WHAT YOU HAVE TO DO
Look through the lines of the material and count those containing "output". Give that count alone.

MATERIAL PROVIDED

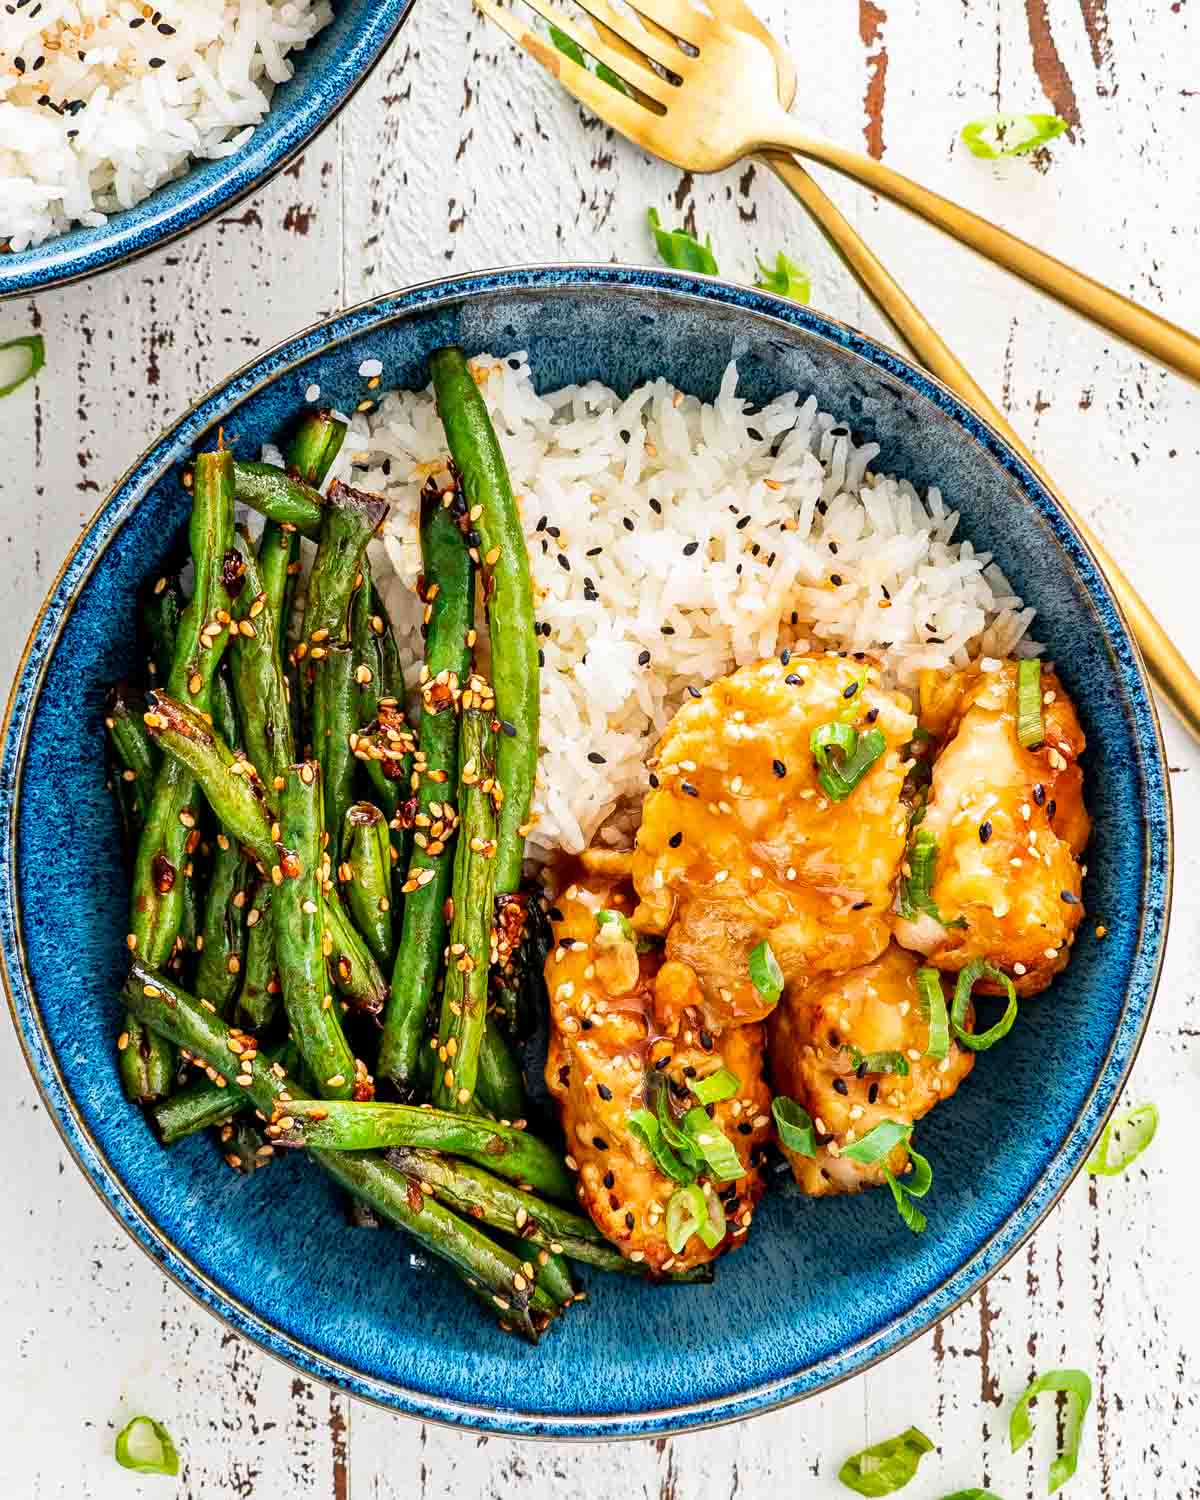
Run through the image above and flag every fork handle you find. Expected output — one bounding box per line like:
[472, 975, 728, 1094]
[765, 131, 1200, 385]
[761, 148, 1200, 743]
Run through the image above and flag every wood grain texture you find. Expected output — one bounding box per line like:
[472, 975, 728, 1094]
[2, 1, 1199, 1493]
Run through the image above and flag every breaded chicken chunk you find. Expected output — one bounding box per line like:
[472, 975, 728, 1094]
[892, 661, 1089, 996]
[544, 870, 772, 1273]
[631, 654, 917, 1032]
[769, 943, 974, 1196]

FINISHED EXERCISE
3